**Aim of the exercise:**
Please reproduce the data from the line with "Task: in the photo above, where can the window" up to and including the line with "x=301, y=179", swapping "window blind" for "roller shade" and leaving everything else unchanged.

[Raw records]
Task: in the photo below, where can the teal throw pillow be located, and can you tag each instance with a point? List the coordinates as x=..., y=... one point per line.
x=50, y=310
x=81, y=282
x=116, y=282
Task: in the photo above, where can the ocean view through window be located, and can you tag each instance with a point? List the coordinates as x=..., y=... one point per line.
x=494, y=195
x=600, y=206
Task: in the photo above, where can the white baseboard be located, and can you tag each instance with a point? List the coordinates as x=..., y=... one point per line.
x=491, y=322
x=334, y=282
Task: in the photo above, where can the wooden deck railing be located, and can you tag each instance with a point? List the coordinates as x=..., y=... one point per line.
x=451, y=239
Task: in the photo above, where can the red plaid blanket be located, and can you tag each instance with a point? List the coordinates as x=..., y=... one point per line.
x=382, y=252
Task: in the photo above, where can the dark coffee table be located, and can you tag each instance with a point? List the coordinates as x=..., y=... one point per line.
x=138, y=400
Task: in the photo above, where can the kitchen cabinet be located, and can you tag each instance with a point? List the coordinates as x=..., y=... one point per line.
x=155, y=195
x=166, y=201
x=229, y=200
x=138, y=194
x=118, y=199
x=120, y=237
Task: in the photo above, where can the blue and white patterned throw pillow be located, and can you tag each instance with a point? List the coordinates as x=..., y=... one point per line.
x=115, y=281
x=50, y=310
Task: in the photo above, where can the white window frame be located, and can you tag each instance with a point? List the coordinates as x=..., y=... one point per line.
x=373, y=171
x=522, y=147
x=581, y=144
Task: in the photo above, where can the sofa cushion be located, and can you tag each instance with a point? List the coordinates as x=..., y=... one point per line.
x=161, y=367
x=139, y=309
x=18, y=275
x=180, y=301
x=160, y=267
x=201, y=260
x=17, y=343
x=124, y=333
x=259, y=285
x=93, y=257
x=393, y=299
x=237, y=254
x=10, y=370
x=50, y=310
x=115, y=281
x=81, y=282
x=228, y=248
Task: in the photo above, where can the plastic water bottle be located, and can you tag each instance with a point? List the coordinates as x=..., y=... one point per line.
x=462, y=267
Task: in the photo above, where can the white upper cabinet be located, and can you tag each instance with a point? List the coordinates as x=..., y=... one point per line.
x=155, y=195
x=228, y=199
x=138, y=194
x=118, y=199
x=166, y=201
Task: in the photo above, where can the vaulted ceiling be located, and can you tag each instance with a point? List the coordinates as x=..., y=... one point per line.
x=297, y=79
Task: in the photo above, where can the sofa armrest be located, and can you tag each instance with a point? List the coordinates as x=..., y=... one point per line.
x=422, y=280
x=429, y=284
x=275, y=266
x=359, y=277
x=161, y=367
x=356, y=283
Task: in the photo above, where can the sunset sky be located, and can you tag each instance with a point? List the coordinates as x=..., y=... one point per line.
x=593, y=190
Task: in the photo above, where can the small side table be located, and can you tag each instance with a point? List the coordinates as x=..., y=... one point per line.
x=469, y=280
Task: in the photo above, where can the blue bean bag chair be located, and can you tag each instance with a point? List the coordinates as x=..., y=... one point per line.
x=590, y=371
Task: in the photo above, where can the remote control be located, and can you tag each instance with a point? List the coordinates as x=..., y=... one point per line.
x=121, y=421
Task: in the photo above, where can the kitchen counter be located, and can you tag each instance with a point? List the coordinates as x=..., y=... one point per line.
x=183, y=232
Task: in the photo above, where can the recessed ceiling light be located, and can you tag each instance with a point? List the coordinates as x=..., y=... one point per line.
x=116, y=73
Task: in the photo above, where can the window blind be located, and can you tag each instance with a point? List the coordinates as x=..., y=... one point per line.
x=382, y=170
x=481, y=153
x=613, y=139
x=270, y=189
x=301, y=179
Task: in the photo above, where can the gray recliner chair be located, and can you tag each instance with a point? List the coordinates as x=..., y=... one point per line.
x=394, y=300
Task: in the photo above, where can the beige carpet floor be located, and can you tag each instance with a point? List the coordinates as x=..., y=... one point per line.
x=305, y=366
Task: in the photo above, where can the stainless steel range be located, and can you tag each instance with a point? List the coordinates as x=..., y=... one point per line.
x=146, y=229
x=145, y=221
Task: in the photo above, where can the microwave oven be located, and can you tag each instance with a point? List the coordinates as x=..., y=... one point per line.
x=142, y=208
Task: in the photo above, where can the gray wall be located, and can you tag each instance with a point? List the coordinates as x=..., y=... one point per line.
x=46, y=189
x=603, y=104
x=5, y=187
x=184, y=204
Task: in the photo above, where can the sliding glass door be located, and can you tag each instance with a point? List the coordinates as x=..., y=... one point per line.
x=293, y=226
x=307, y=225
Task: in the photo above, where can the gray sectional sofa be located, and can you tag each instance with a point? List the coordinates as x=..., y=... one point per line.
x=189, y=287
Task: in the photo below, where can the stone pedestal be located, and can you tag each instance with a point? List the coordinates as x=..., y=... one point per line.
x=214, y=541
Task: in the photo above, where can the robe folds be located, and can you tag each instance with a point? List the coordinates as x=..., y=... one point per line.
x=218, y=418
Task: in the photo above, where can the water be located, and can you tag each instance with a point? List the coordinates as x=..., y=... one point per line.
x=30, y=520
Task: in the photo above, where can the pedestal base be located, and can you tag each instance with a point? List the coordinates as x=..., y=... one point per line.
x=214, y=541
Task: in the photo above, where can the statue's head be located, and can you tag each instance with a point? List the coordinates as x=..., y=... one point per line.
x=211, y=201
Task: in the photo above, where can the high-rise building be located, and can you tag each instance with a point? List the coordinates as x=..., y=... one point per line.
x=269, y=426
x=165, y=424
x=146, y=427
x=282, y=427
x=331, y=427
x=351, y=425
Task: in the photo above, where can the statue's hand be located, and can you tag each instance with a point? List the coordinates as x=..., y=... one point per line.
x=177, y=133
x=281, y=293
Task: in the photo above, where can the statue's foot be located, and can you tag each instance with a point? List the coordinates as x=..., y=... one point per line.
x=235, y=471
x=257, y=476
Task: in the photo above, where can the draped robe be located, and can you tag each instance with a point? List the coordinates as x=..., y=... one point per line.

**Solution for this exercise:**
Task: in the photo above, where can the roller shade be located, and can you tag each instance with a point? List the coordinates as x=..., y=... one point per line.
x=382, y=170
x=481, y=153
x=613, y=139
x=270, y=189
x=301, y=179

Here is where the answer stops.